:: LESETEXT
Nach dem Dreißigjährigen Krieg hatte es in den größeren Städten Deutschlands überall Gesellschaften gegeben, die sich mit friedlicheren Dingen als mit Kämpfen und Waffen beschäftigen wollten. Die Mitglieder jener Vereinigungen zog es in die Natur hinaus, die sich dort über Kunst und Wissenschaft unterhielten und dichteten. Auch in Nürnberg hatte sich eine solche Gesellschaft gebildet, welche sich „Pegnesischer Blumenorden“ nannte. Teilweise nannte sich die Gesellschaft auch „Pegnitzschäfer“. Der Pegnesische Blumenorden wurde von Philipp Harsdörffer und Sigismund von Birken angeführt und hatte zum Ziel, die deutsche Dichtkunst und Sprache zu pflegen.

Damals hatten die Mitglieder des Pegnesischen Blumenordens bereits genug davon, dass die Sprache von lateinischen und griechischen Fremdwörtern angeführt wurde. Damit die eigene deutsche Sprache wieder mehr in den Vordergrund trat, wurden vor allem von Philipp Harsdörffer viele Fremdwortverdeutschungen geschaffen. Beispielsweise wurde die Universität Hochschule, der Autor Verfasser genannt, man sagte statt Korrespondenz Briefwechsel und statt Orthographie Rechtschreibung.

Wie man es damals bereits von den Nürnberger Meistersingern kannte, hatte Harsdörffer neben der künstlerischen Tätigkeit auch etwas Lehrhaftes und Schulmeisterliches an sich. Daher versuchte er, die Dichtkunst nach einem Patentrezept weiterzugeben. Er schrieb deshalb gegen Ende des Dreißigjährigen Kriegs ein Poetiklehrbuch mit dem Titel „Poetischer Trichter“. Als Untertitel trug das Buch den Titel „Die Teutsche Dicht- und Reimkunst ohne Behuf der lateinischen Sprache in VI Stunden einzugießen“.
::::
:: ANGEZEIGTE DATEN
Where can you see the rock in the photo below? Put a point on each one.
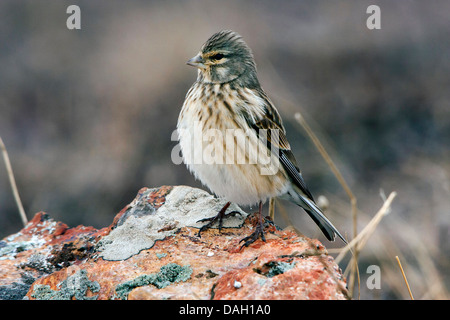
::::
AUFGABE 1: Welchen Titel gab Harsdörffer laut dem Lesetext über den Pegnesischen Blumenorden seinem Poetiklehrbuch?
AUFGABE 2: Schreibe den Lesetext über den Pegnesischen Blumenorden im Anschluss an seinen letzten Satz weiter.

ERGEBNIS 1: „Poetischer Trichter“

ERGEBNIS 2:
Das Werk von Philipp Harsdörffer (lebte von 1607 bis 1658) wurde schnell weit verbreitet. Schon bald entstand durch dieses populäre Buch der Ausdruck „Nürnberger Trichter“, welcher sich schnell zu einer gängigen Redewendung etablierte.

Ursprung des Wortes Trichter

Das heutige Wort „Trichter“ hat höchstwahrscheinlich seinen Ursprung bei den römischen Weinbauern. Damals verwendeten diese noch einen Umschütter, welcher trajectorium bezeichnet wurde. Über einen langen Zeitraum sprach man später von einem „trechter“ oder „trachter“. Man geht davon aus, dass das „e“ bzw. „a“ in diesem Wort in Nürnberg durch ein „i“ ersetzt wurde. Dies deshalb, weil Nürnberg damals eine führende Rolle in der Metall- und Haushaltswarenherstellung einnahm. Seit dem Jahr 1442 kann das Wort „triechter“ nachvollzogen werden, was heute der „Trichter“ ist.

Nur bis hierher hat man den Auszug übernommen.